To do: Return, word for word, the stretch of the records from the line containing "stand, one point per instance." through the line containing "[[69, 80], [292, 95]]".

--- start Record excerpts ---

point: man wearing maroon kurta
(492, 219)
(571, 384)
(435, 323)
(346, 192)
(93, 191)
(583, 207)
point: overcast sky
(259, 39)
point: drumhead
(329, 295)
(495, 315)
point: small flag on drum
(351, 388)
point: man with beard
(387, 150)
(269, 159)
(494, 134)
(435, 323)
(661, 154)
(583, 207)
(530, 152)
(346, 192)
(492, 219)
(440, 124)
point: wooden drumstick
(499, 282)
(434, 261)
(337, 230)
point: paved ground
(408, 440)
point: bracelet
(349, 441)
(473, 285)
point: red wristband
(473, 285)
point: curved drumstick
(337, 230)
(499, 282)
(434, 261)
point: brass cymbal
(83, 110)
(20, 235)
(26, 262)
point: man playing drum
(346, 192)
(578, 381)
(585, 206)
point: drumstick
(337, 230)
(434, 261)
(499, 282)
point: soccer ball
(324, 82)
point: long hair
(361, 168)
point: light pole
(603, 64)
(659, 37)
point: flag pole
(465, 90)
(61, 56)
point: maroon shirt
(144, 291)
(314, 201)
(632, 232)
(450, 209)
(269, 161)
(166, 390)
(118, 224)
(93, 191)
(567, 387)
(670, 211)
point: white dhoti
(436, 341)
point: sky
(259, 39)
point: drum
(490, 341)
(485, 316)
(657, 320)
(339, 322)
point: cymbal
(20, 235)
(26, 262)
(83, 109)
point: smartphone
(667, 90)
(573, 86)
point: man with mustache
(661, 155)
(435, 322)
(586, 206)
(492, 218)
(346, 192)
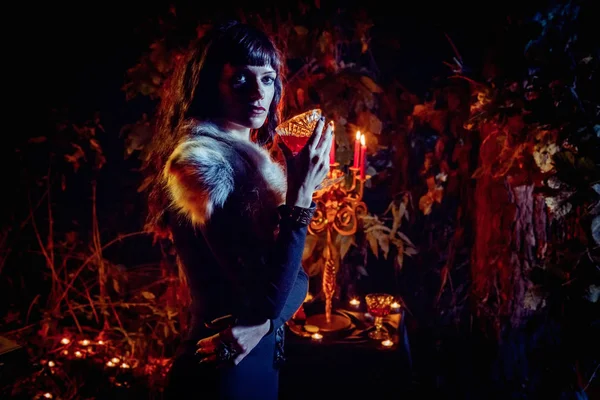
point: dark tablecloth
(350, 366)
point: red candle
(363, 156)
(357, 150)
(332, 152)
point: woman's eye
(239, 79)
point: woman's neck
(240, 132)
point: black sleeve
(268, 296)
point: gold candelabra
(339, 208)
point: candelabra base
(338, 323)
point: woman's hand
(233, 344)
(309, 167)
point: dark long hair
(192, 92)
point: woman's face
(246, 94)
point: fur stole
(212, 171)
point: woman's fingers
(325, 138)
(287, 153)
(315, 138)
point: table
(347, 367)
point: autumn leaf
(370, 84)
(148, 295)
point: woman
(238, 219)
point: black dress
(253, 287)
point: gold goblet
(296, 131)
(379, 305)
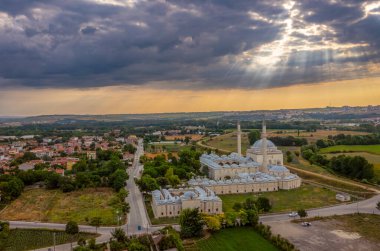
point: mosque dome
(259, 143)
(189, 195)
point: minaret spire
(239, 138)
(264, 148)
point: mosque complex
(261, 170)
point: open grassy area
(372, 158)
(55, 206)
(307, 196)
(244, 238)
(367, 225)
(311, 137)
(375, 149)
(228, 141)
(158, 221)
(28, 239)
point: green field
(370, 152)
(242, 239)
(307, 196)
(55, 206)
(228, 142)
(375, 149)
(27, 239)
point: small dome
(189, 195)
(259, 142)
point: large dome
(259, 143)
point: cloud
(186, 44)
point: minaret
(264, 148)
(239, 139)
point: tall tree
(191, 223)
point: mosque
(261, 170)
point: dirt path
(353, 183)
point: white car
(293, 214)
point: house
(343, 197)
(29, 165)
(91, 154)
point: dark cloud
(181, 44)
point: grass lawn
(229, 142)
(307, 196)
(55, 206)
(366, 225)
(27, 239)
(242, 239)
(372, 158)
(375, 149)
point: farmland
(374, 149)
(55, 206)
(235, 239)
(27, 239)
(372, 158)
(307, 196)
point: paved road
(364, 206)
(137, 215)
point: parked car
(293, 214)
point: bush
(72, 228)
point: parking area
(322, 236)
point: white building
(261, 170)
(170, 203)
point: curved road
(138, 215)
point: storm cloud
(186, 44)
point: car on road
(293, 214)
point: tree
(72, 228)
(147, 183)
(263, 204)
(289, 158)
(117, 179)
(252, 217)
(237, 206)
(212, 222)
(302, 213)
(191, 223)
(253, 136)
(96, 222)
(119, 234)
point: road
(364, 206)
(137, 215)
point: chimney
(239, 139)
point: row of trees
(163, 172)
(192, 224)
(347, 139)
(288, 141)
(261, 204)
(355, 167)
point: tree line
(354, 167)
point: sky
(137, 56)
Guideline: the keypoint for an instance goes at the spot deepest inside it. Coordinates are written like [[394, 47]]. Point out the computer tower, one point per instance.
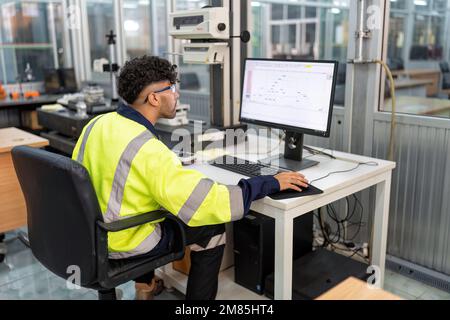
[[254, 245], [318, 272]]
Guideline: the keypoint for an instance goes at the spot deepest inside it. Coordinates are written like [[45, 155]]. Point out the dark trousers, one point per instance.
[[206, 258]]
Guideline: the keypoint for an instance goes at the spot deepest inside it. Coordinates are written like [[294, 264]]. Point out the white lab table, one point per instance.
[[335, 187]]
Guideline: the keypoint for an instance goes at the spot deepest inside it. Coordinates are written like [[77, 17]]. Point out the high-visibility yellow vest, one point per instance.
[[134, 173]]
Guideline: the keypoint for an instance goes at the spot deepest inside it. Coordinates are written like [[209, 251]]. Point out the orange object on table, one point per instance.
[[15, 95], [31, 94]]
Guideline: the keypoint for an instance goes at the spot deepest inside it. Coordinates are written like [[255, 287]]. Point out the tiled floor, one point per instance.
[[23, 277]]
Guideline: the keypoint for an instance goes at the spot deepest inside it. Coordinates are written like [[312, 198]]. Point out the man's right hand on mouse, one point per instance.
[[292, 180]]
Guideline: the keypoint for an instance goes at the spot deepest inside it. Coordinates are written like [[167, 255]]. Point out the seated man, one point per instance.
[[133, 173]]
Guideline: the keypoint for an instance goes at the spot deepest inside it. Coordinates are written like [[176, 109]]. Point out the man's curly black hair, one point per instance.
[[139, 73]]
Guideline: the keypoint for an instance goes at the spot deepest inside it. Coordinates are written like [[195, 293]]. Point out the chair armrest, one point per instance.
[[133, 221]]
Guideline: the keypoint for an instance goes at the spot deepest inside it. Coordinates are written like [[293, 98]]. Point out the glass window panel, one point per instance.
[[101, 22], [277, 11], [300, 39], [31, 32], [190, 74], [311, 12]]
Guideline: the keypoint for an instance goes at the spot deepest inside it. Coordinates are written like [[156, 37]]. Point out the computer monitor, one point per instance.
[[295, 96]]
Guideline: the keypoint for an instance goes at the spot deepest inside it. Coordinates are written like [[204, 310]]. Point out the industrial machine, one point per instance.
[[210, 34]]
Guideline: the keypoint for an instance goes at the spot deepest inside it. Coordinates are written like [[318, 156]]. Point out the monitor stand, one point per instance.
[[293, 155]]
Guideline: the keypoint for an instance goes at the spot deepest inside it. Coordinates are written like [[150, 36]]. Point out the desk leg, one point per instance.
[[380, 226], [283, 258]]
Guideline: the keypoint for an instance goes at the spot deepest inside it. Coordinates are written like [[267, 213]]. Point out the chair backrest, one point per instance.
[[62, 211]]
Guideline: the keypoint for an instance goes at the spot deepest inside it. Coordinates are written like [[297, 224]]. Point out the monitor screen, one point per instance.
[[69, 80], [292, 95]]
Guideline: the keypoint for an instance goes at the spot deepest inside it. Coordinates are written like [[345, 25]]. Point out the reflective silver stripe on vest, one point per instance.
[[147, 245], [80, 157], [215, 241], [195, 200], [121, 175], [236, 202]]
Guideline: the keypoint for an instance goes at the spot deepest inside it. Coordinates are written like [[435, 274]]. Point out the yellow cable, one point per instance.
[[391, 150]]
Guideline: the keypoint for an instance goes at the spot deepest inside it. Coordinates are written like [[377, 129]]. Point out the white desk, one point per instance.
[[335, 187]]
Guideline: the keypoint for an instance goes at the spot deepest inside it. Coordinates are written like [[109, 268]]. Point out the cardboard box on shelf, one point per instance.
[[30, 120]]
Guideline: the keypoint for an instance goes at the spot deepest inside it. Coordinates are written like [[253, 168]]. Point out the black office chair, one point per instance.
[[66, 226]]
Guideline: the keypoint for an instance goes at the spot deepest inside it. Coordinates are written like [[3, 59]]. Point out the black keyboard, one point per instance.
[[245, 167]]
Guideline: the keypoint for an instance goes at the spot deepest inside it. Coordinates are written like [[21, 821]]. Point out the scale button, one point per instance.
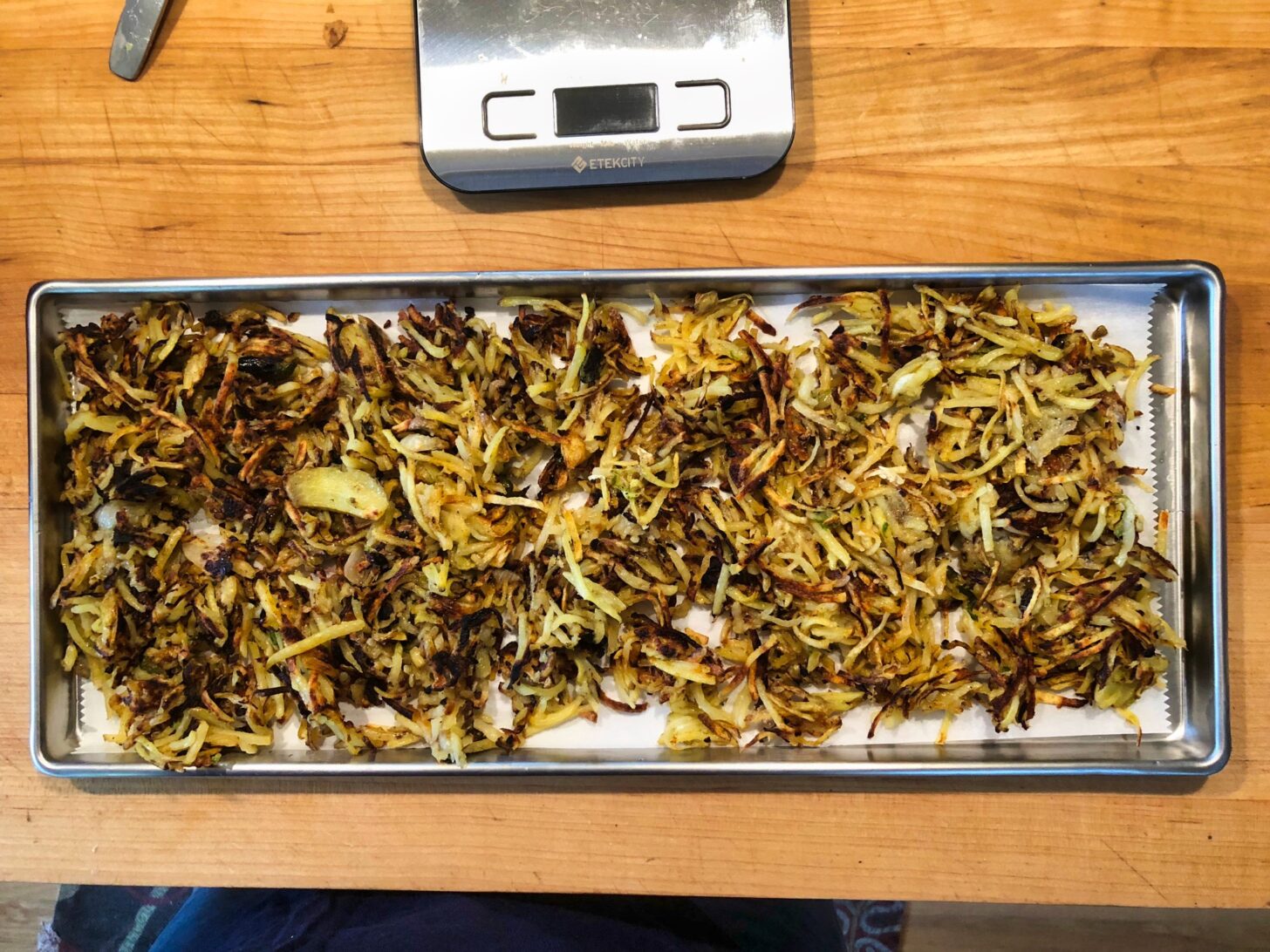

--- end Record excerpts ---

Solution to this problem:
Guideline: the keypoint for an instance goes at the spot deepest inside it. Coordinates are written like [[318, 156]]. Point out the monitor stand, one point per instance.
[[293, 155]]
Guideline: the keypoint for an instance goes at the spot deepest inside it. Coordinates are written like [[150, 36]]. Point out the desk leg, one point per instance.
[[380, 226], [283, 258]]
Guideline: the keypoint for an instance goes at the spot deepest inside it. Coordinates are written like [[267, 213]]. Point out the chair backrest, one point per instance.
[[62, 211]]
Guideline: the keypoint for an instance goes at the spot deepest inside it. Coordinates are written like [[297, 224]]. Point out the monitor screen, one point per instance.
[[69, 80], [292, 95]]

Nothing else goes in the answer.